Records from a dataset:
——
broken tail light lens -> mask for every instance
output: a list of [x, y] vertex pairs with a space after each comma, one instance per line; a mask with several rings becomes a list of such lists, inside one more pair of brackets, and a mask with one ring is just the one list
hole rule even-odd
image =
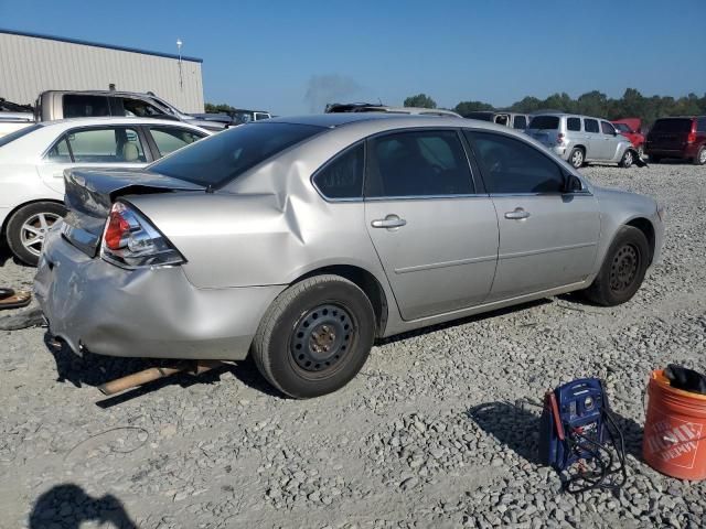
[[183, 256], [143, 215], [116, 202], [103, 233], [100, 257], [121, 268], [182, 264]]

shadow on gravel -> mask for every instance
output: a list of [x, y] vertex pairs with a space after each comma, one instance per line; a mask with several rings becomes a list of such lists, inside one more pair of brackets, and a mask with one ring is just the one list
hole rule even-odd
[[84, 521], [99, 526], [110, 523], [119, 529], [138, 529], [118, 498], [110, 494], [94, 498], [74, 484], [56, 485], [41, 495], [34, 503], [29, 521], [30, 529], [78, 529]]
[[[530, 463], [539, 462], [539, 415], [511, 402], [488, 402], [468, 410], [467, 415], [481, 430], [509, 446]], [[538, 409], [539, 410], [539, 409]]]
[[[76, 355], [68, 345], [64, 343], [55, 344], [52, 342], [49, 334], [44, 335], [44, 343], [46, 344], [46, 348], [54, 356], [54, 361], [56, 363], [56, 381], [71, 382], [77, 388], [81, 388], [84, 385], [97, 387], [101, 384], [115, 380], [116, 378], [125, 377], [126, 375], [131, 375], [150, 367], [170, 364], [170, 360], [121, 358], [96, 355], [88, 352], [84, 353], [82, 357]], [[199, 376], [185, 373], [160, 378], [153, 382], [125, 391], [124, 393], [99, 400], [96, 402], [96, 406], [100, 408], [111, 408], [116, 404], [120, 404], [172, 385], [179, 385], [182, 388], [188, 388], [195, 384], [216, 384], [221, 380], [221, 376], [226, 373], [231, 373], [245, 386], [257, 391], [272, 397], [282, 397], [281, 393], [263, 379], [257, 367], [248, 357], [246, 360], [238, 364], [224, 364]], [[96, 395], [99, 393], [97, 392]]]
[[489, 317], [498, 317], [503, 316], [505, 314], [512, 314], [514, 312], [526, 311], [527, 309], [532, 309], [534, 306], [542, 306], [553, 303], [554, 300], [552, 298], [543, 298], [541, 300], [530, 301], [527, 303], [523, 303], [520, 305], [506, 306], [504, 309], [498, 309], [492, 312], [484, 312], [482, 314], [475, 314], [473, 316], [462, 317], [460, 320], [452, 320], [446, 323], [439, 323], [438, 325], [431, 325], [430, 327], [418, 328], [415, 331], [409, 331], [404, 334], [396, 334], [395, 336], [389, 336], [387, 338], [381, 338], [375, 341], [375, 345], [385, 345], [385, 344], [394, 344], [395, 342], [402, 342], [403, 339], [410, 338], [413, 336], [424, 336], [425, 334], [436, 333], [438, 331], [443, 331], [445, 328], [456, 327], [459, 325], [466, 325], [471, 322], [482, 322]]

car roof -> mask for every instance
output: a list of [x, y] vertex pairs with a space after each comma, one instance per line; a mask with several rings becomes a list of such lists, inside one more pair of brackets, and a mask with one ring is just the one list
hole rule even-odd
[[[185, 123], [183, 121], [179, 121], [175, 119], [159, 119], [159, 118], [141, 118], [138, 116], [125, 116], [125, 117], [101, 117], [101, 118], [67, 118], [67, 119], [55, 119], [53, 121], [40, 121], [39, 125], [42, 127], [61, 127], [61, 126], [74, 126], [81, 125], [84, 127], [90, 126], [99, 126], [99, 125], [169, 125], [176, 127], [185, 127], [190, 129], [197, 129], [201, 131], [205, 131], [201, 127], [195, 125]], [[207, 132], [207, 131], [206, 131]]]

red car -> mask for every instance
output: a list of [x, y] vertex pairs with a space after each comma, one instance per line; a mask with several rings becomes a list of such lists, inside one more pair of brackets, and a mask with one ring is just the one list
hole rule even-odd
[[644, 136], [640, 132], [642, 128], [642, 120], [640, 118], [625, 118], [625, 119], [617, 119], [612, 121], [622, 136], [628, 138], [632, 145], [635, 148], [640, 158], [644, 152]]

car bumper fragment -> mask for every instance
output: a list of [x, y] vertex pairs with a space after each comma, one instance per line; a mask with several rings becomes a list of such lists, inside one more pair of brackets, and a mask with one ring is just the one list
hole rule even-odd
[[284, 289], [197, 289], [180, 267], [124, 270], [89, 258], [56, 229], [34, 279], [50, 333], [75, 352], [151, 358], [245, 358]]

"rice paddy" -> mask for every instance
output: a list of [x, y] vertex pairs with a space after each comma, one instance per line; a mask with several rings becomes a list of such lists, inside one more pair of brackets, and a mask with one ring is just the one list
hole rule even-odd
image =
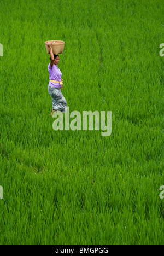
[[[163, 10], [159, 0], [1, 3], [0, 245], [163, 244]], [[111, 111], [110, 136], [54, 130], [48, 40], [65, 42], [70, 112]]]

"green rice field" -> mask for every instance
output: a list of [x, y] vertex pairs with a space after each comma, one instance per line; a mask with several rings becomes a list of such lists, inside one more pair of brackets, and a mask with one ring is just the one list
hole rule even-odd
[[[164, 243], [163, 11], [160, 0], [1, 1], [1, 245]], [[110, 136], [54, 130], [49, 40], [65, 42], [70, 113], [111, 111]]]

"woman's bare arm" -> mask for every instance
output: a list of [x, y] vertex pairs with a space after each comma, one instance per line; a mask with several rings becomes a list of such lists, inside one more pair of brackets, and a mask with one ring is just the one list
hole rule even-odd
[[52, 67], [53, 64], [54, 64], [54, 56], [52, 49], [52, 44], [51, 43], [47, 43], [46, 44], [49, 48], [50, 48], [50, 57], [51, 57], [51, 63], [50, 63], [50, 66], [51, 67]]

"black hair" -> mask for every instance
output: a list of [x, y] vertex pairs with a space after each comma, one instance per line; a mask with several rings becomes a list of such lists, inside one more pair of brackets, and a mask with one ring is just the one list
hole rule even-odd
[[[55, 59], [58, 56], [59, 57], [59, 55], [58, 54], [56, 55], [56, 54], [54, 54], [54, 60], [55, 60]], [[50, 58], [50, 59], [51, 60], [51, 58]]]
——
# TASK OBJECTIVE
Reproduce the entries above word for word. Pictures stay out.

# WRITTEN REPLY
broken tail light lens -> mask for every instance
output: a list of [x, y] vertex pairs with a space after each comma, one instance per line; a mask with several rings becomes a list of such lists, inside one more pair of brackets, and a mask with one ring is just the one list
hole rule even-odd
image =
[[183, 256], [143, 215], [116, 202], [103, 233], [100, 257], [121, 268], [182, 264]]

shadow on gravel -> mask for every instance
output: a list of [x, y] vertex pairs with a space after each comma, one instance per line; a mask with several rings becomes a list of such lists, inside one more pair of brackets, and a mask with one ring is just the one list
hole rule even-odd
[[84, 521], [99, 526], [110, 523], [119, 529], [138, 529], [118, 498], [110, 494], [94, 498], [74, 484], [56, 485], [41, 495], [34, 503], [29, 521], [30, 529], [78, 529]]
[[[530, 463], [539, 462], [539, 415], [511, 402], [488, 402], [468, 410], [467, 415], [481, 430], [509, 446]], [[538, 409], [539, 410], [539, 409]]]
[[[76, 355], [68, 345], [64, 343], [55, 344], [52, 342], [49, 334], [44, 335], [44, 343], [46, 344], [46, 348], [54, 356], [54, 361], [56, 363], [56, 381], [71, 382], [77, 388], [81, 388], [84, 385], [97, 387], [101, 384], [115, 380], [116, 378], [125, 377], [126, 375], [131, 375], [150, 367], [170, 364], [170, 360], [121, 358], [96, 355], [88, 352], [84, 353], [82, 357]], [[199, 376], [185, 373], [160, 378], [153, 382], [125, 391], [124, 393], [99, 400], [96, 402], [96, 406], [100, 408], [111, 408], [116, 404], [120, 404], [172, 385], [179, 385], [182, 388], [188, 388], [195, 384], [216, 384], [221, 380], [221, 376], [226, 373], [231, 373], [245, 386], [257, 391], [272, 397], [282, 397], [281, 393], [263, 379], [257, 367], [248, 357], [246, 360], [238, 364], [224, 364]], [[96, 395], [99, 393], [97, 392]]]
[[489, 317], [498, 317], [503, 316], [505, 314], [512, 314], [514, 312], [526, 311], [527, 309], [532, 309], [534, 306], [542, 306], [553, 303], [554, 300], [552, 298], [543, 298], [541, 300], [530, 301], [527, 303], [523, 303], [520, 305], [506, 306], [504, 309], [498, 309], [492, 312], [484, 312], [482, 314], [475, 314], [473, 316], [462, 317], [460, 320], [452, 320], [446, 323], [439, 323], [438, 325], [431, 325], [430, 327], [418, 328], [415, 331], [409, 331], [404, 334], [396, 334], [395, 336], [389, 336], [387, 338], [381, 338], [375, 341], [375, 345], [385, 345], [385, 344], [394, 344], [395, 342], [402, 342], [403, 339], [410, 338], [413, 336], [424, 336], [425, 334], [436, 333], [438, 331], [443, 331], [445, 328], [456, 327], [459, 325], [466, 325], [471, 322], [482, 322]]

car roof -> mask for every instance
output: a list of [x, y] vertex pairs with a space after each comma, one instance per line; a mask with several rings becomes a list of such lists, inside one more pair of brackets, and a mask with one ring is just the one list
hole rule even-odd
[[[185, 123], [183, 121], [179, 121], [175, 119], [159, 119], [159, 118], [141, 118], [138, 116], [125, 116], [125, 117], [101, 117], [101, 118], [67, 118], [67, 119], [55, 119], [53, 121], [40, 121], [39, 125], [42, 127], [61, 127], [61, 126], [74, 126], [81, 125], [84, 127], [90, 126], [99, 126], [99, 125], [169, 125], [176, 127], [185, 127], [190, 129], [197, 129], [201, 131], [205, 131], [201, 127], [195, 125]], [[207, 132], [207, 131], [206, 131]]]

red car -> mask for every instance
output: a list of [x, y] vertex pairs with a space after each comma, one instance per line; a mask with several rings becomes a list of such lists, inside one more pair of brackets, and a mask with one ring is just the one list
hole rule even-odd
[[644, 136], [640, 132], [642, 128], [642, 120], [640, 118], [625, 118], [625, 119], [617, 119], [612, 121], [622, 136], [628, 138], [632, 145], [635, 148], [640, 158], [644, 152]]

car bumper fragment -> mask for every instance
output: a list of [x, y] vertex pairs with a space after each comma, one instance per line; a mask with several rings becomes a list of such lists, inside one more pair of brackets, and a mask with one ring is just the one list
hole rule even-odd
[[284, 289], [197, 289], [180, 267], [124, 270], [89, 258], [56, 229], [34, 279], [50, 333], [75, 352], [151, 358], [245, 358]]

"rice paddy" -> mask for every instance
output: a list of [x, y] vertex pairs with a space after each comma, one instance per line; a mask with several rings becomes a list of such lists, inside one more pair of brackets, and a mask with one ring is just the one list
hole rule even-odd
image =
[[[163, 10], [159, 0], [1, 3], [0, 245], [163, 244]], [[111, 111], [110, 136], [54, 130], [48, 40], [65, 42], [70, 112]]]

"green rice field" -> mask for every instance
output: a list of [x, y] vertex pairs with a space after each comma, one instance per line; a mask with several rings becomes a list of such lists, inside one more pair of brackets, and a mask with one ring is just the one list
hole rule even-odd
[[[164, 243], [163, 11], [160, 0], [1, 1], [1, 245]], [[110, 136], [54, 130], [49, 40], [65, 42], [70, 113], [111, 111]]]

"woman's bare arm" -> mask for every instance
output: a list of [x, y] vertex pairs with a space after each comma, one instance per line; a mask with several rings becomes a list of such lists, inside one more pair of brackets, and a mask with one ring is just the one list
hole rule even-odd
[[52, 67], [53, 64], [54, 64], [54, 56], [52, 49], [52, 44], [51, 43], [47, 43], [46, 44], [49, 48], [50, 48], [50, 57], [51, 57], [51, 63], [50, 63], [50, 66], [51, 67]]

"black hair" -> mask for every instance
output: a list of [x, y] vertex pairs with a space after each comma, one instance per line; a mask with several rings becomes a list of such lists, inside one more pair of brackets, and a mask with one ring is just the one list
hole rule even-odd
[[[55, 59], [58, 56], [59, 57], [59, 55], [58, 54], [56, 55], [56, 54], [54, 54], [54, 60], [55, 60]], [[50, 58], [50, 59], [51, 60], [51, 58]]]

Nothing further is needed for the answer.